*** Block opens ***

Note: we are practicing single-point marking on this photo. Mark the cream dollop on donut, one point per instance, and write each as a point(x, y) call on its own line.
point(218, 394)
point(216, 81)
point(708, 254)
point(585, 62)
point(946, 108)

*** Block closes ***

WHAT THE TASK ASKS » The answer is all of the material, repeated exactly.

SOLUTION TO THE EXERCISE »
Note: we are practicing single-point marking on this photo. Mark the cream dollop on donut, one point per instance, and write each as a point(x, y) call on its own line.
point(218, 394)
point(216, 81)
point(708, 254)
point(585, 62)
point(946, 108)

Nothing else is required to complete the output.